**作業指示**.
a. 本文によれば、本実施形態の真空容器11が採用している方式は何か。
b. 本文のうち、「しかし、ターゲットのエロージ」から「せたりすることが可能となる。」までを両端も含めて一字一句違えずに書き写せ。

**提示本文**.
----
しかし、ターゲットのエロージョンや、真空装置内の基板ホルダ駆動機構などに膜原料物質が付着して回転速度が変化するなどの要因により、成膜工程の進行に伴って成膜レートが変化することがあった。このため、時間によって成膜工程を停止する方法では,所定の時間で薄膜形成工程を停止したとしても、必ずしも所望の膜厚を有する光学製品が得られるとは限らなかった。
本発明の薄膜形成装置は、基体とターゲットとの間において、ターゲット面上の異なる複数の位置に対応して配設された複数の受光部を備えており、夫々基体とターゲットとの間の異なる領域からの発光する光を受光して、夫々の領域から飛翔する膜原料物質によって基体に供給される膜原料物質の量を間接的に演算しているため、基体に形成される薄膜の膜厚分布を取得することが可能となる。
そして、本発明の薄膜形成装置では、複数の補正小片がターゲットと基体との間に設けられ、各補正小片は補正小片駆動手段によって進退可能に構成されていると共に、補正小片駆動手段は膜厚測定装置で測定した膜厚に基づいて補正小片を進退することが可能となっている。すなわち、基体に形成される薄膜の膜厚分布に応じて補正小片の位置を移動させて基体に付着する膜原料物質の量を調整することにより、膜厚分布をフィードバック制御することが可能となる。従って、基体に形成される薄膜の膜厚分布を均一にしたり、所望のばらつきを持たせたりすることが可能となる。
膜原料物質が受光部に付着すると受光部に入射する光の強度が変化するため、薄膜形成工程が進行するに伴って発光強度を正確に測定することが困難となるが、請求項4の薄膜形成装置によれば、膜原料物質による汚れが受光部に付着しにくいため、膜原料物質やスパッタガスによる発光に基づいて基体に形成される膜厚を常時正確に演算することが可能となる。
本発明の薄膜形成装置は、基体とターゲットとの間において、ターゲット面上の異なる複数の位置に対応して配設された複数の受光部を備えており、夫々基体とターゲットとの間の異なる領域からの発光する光を受光して、夫々の領域から飛翔する膜原料物質によって基体に供給される膜原料物質の量を間接的に演算しているため、基体に形成される薄膜の膜厚分布を取得することが可能となる。
従って、従来のような時間と成膜レートに基づいて成膜プロセスを停止する方法と比較して、基体に形成される薄膜の膜厚をより正確に取得することが可能になると共に、基体の位置に応じた膜厚分布のばらつきに関する情報を取得することができるという従来技術にない効果を得ることが可能となる。
また、真空容器11の内部のロードロック室11Bには、排気用の配管15a'が接続され、この配管には真空容器11内を排気するための真空ポンプ15'が接続されている。
なお、本実施形態の真空容器11は、ロードロック室を備えるロードロック方式を採用しているが、ロードロック室を設けないシングルチャンバ方式を採用することも可能である。また、複数の真空室を備え、それぞれの真空室で独立に薄膜形成を行うことが可能なマルチチャンバ方式を採用することも可能である。
----
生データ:
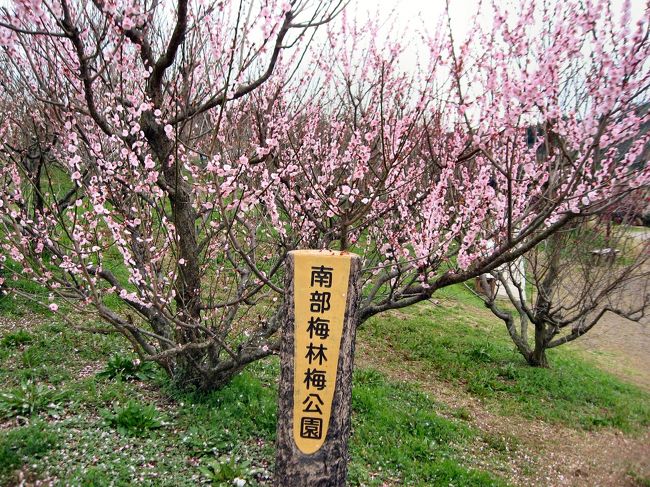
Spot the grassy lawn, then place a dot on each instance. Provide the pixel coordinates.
(68, 417)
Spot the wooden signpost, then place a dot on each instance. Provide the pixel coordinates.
(317, 355)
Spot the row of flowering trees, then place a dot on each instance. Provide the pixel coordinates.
(168, 155)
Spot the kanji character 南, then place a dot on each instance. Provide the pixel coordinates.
(319, 302)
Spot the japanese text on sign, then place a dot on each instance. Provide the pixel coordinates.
(320, 292)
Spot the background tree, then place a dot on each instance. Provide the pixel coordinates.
(204, 140)
(572, 280)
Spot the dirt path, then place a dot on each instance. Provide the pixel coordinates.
(622, 346)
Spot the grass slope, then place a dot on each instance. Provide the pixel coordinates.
(61, 422)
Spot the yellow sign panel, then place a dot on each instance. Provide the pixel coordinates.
(320, 298)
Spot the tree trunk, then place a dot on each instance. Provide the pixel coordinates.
(327, 467)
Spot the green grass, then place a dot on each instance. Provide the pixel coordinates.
(399, 436)
(466, 347)
(151, 433)
(25, 443)
(154, 434)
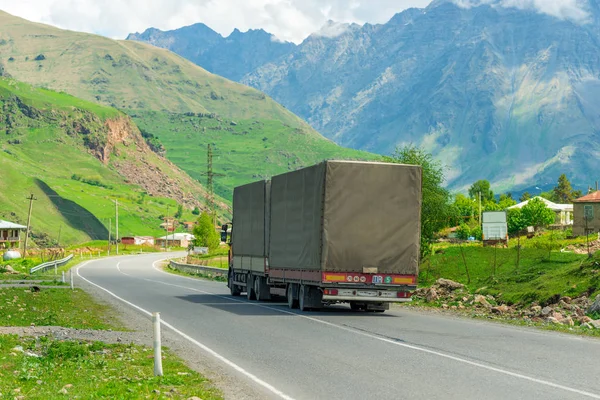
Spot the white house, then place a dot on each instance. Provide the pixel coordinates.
(564, 212)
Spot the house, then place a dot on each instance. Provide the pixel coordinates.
(176, 240)
(169, 224)
(10, 234)
(189, 226)
(564, 212)
(138, 240)
(587, 213)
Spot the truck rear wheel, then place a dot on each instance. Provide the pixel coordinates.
(261, 289)
(292, 302)
(250, 295)
(235, 290)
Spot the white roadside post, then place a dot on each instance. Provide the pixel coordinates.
(157, 345)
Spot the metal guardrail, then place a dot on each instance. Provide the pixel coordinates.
(51, 264)
(196, 269)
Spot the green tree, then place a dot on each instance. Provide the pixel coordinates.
(436, 209)
(515, 221)
(563, 192)
(505, 201)
(483, 187)
(536, 213)
(205, 233)
(179, 212)
(465, 207)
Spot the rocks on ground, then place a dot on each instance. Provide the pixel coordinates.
(565, 311)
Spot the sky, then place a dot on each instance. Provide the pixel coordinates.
(291, 20)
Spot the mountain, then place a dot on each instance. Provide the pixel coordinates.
(501, 93)
(77, 157)
(231, 57)
(182, 105)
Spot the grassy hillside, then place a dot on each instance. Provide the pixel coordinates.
(153, 84)
(243, 150)
(539, 273)
(77, 157)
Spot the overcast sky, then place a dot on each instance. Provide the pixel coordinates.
(291, 20)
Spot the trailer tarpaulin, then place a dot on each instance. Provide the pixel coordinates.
(372, 217)
(296, 216)
(345, 216)
(250, 213)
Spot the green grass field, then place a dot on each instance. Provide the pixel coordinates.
(244, 150)
(39, 156)
(85, 369)
(541, 275)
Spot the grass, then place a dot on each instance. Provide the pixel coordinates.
(254, 137)
(541, 275)
(76, 209)
(60, 307)
(244, 150)
(93, 370)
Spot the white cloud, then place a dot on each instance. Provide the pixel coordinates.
(291, 20)
(574, 10)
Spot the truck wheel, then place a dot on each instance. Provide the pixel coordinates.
(233, 289)
(250, 295)
(292, 303)
(261, 289)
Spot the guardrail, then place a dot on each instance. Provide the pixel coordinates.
(51, 264)
(197, 269)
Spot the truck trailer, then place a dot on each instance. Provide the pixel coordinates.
(335, 232)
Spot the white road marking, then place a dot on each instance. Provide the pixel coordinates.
(409, 346)
(233, 365)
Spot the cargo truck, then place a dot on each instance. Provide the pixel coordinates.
(335, 232)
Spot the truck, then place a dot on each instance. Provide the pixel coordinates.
(335, 232)
(494, 228)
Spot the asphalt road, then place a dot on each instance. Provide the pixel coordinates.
(339, 354)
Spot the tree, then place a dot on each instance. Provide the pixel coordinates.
(205, 233)
(515, 221)
(483, 187)
(536, 213)
(525, 196)
(465, 207)
(435, 209)
(179, 212)
(505, 201)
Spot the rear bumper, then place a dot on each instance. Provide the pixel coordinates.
(374, 299)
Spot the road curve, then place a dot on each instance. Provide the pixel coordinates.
(340, 354)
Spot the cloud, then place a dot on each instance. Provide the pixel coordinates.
(573, 10)
(291, 20)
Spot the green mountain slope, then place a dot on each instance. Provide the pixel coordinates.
(158, 88)
(77, 157)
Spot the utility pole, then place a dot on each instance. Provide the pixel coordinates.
(59, 232)
(109, 229)
(479, 195)
(167, 229)
(210, 174)
(117, 224)
(31, 198)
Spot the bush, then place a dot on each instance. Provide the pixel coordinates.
(205, 233)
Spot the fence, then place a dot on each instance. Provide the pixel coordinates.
(51, 264)
(197, 269)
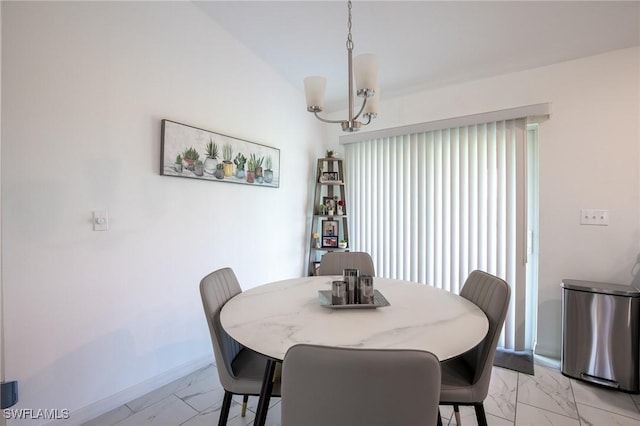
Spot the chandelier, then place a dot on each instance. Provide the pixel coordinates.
(365, 67)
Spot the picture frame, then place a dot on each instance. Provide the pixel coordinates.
(330, 228)
(327, 177)
(195, 153)
(331, 242)
(329, 202)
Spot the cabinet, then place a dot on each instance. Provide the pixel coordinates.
(329, 227)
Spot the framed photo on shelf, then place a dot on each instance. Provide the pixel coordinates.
(330, 228)
(329, 177)
(329, 203)
(329, 241)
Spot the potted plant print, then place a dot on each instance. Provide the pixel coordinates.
(268, 173)
(198, 168)
(239, 161)
(251, 168)
(258, 171)
(211, 161)
(227, 155)
(219, 173)
(189, 158)
(178, 164)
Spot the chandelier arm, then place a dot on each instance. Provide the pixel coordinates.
(364, 103)
(325, 120)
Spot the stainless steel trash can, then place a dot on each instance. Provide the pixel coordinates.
(600, 333)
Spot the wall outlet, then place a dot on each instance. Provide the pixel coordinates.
(594, 217)
(100, 220)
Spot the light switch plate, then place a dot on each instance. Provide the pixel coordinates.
(594, 217)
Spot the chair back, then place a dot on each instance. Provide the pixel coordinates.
(491, 294)
(345, 386)
(334, 262)
(216, 289)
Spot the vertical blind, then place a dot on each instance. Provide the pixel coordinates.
(433, 206)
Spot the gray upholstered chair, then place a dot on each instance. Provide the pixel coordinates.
(465, 379)
(346, 387)
(240, 369)
(334, 262)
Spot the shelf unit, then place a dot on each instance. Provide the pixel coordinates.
(329, 186)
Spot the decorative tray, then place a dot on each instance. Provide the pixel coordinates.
(378, 301)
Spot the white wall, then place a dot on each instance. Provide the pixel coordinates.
(589, 153)
(2, 378)
(84, 87)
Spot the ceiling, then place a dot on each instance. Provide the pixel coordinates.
(424, 44)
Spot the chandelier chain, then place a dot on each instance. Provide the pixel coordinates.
(349, 38)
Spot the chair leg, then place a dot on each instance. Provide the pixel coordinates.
(245, 399)
(224, 410)
(456, 411)
(480, 414)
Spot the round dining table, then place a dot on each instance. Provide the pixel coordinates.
(271, 318)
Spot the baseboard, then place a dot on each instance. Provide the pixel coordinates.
(109, 403)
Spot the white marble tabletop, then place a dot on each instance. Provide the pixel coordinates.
(273, 317)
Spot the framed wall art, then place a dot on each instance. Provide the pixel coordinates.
(195, 153)
(330, 228)
(329, 241)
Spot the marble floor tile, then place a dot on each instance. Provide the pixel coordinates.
(111, 417)
(527, 415)
(501, 401)
(514, 399)
(170, 411)
(468, 418)
(547, 389)
(203, 391)
(604, 399)
(210, 417)
(591, 416)
(161, 393)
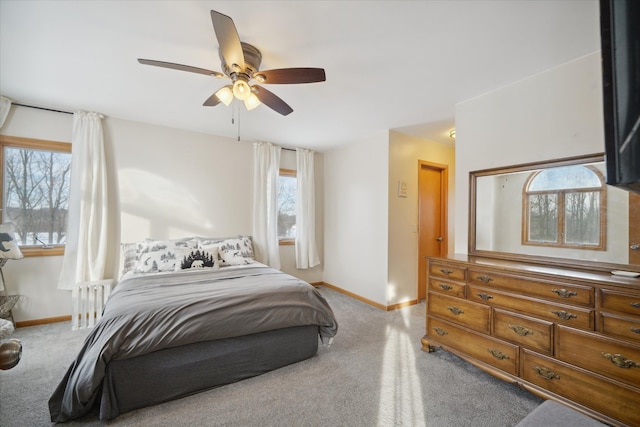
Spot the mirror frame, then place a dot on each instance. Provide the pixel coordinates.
(536, 259)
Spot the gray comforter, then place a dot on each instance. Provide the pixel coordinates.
(153, 312)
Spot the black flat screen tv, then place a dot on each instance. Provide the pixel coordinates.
(620, 43)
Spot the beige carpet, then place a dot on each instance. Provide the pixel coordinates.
(374, 374)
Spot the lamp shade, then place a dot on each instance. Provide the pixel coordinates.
(251, 102)
(225, 95)
(241, 89)
(8, 244)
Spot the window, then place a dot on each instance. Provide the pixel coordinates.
(564, 208)
(287, 185)
(35, 192)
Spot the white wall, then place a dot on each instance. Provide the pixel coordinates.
(553, 114)
(404, 153)
(356, 217)
(165, 183)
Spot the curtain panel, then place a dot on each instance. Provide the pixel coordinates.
(86, 247)
(266, 169)
(306, 249)
(5, 106)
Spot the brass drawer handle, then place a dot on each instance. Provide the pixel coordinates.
(564, 293)
(520, 330)
(564, 315)
(445, 287)
(546, 373)
(620, 361)
(497, 354)
(440, 331)
(455, 310)
(485, 297)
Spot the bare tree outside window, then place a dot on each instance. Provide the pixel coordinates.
(564, 208)
(287, 185)
(36, 194)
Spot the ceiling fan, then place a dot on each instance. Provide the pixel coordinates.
(241, 63)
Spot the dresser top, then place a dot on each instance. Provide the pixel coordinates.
(580, 274)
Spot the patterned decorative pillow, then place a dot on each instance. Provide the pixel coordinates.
(129, 256)
(160, 255)
(8, 245)
(233, 251)
(204, 257)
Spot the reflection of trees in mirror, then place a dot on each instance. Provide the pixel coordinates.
(565, 207)
(36, 188)
(498, 215)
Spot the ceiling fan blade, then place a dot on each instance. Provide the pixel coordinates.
(272, 101)
(291, 75)
(228, 39)
(212, 101)
(180, 67)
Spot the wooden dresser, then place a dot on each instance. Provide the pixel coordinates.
(567, 335)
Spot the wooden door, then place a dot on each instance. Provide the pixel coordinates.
(432, 221)
(634, 228)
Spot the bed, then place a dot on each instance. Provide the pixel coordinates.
(168, 334)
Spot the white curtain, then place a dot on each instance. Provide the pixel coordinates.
(5, 106)
(86, 243)
(306, 250)
(266, 169)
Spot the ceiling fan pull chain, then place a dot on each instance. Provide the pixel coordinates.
(237, 103)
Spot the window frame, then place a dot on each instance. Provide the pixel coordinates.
(290, 173)
(561, 208)
(34, 144)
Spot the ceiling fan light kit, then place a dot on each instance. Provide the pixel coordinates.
(244, 60)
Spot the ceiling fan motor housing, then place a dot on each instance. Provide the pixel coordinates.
(252, 61)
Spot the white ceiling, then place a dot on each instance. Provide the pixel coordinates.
(390, 64)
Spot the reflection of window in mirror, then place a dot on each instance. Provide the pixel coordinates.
(565, 207)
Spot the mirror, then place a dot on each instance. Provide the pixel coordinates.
(556, 213)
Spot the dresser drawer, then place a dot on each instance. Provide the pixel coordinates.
(494, 352)
(555, 291)
(577, 317)
(466, 313)
(610, 398)
(524, 330)
(448, 271)
(620, 326)
(448, 287)
(617, 301)
(607, 356)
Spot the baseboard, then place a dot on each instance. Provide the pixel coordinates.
(368, 301)
(44, 321)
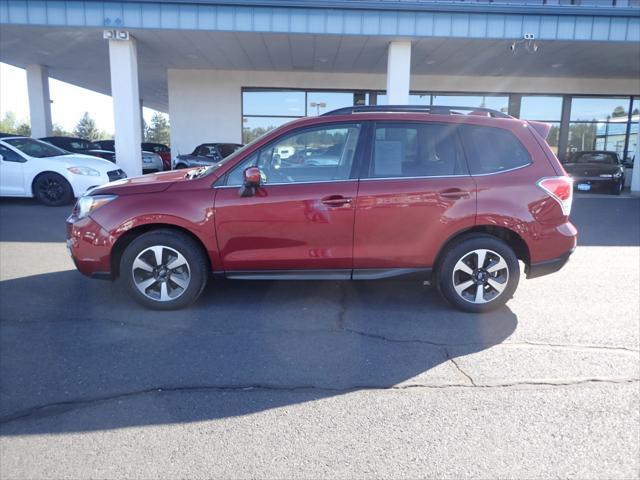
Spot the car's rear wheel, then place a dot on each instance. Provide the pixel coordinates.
(478, 273)
(52, 189)
(617, 188)
(164, 270)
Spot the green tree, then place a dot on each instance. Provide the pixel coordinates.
(86, 128)
(158, 130)
(23, 129)
(8, 123)
(59, 131)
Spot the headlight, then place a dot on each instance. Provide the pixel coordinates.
(84, 171)
(88, 204)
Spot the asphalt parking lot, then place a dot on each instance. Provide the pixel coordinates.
(320, 379)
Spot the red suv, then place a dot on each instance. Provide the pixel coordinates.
(449, 195)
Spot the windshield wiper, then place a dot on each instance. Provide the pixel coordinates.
(196, 173)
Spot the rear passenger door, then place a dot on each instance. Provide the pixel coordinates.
(414, 193)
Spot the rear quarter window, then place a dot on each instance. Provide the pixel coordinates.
(492, 150)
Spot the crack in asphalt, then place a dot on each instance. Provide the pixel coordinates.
----
**指示への回答**.
a. ロードロック室を備えるロードロック方式である。

b.
しかし、ターゲットのエロージョンや、真空装置内の基板ホルダ駆動機構などに膜原料物質が付着して回転速度が変化するなどの要因により、成膜工程の進行に伴って成膜レートが変化することがあった。このため、時間によって成膜工程を停止する方法では,所定の時間で薄膜形成工程を停止したとしても、必ずしも所望の膜厚を有する光学製品が得られるとは限らなかった。
本発明の薄膜形成装置は、基体とターゲットとの間において、ターゲット面上の異なる複数の位置に対応して配設された複数の受光部を備えており、夫々基体とターゲットとの間の異なる領域からの発光する光を受光して、夫々の領域から飛翔する膜原料物質によって基体に供給される膜原料物質の量を間接的に演算しているため、基体に形成される薄膜の膜厚分布を取得することが可能となる。
そして、本発明の薄膜形成装置では、複数の補正小片がターゲットと基体との間に設けられ、各補正小片は補正小片駆動手段によって進退可能に構成されていると共に、補正小片駆動手段は膜厚測定装置で測定した膜厚に基づいて補正小片を進退することが可能となっている。すなわち、基体に形成される薄膜の膜厚分布に応じて補正小片の位置を移動させて基体に付着する膜原料物質の量を調整することにより、膜厚分布をフィードバック制御することが可能となる。従って、基体に形成される薄膜の膜厚分布を均一にしたり、所望のばらつきを持たせたりすることが可能となる。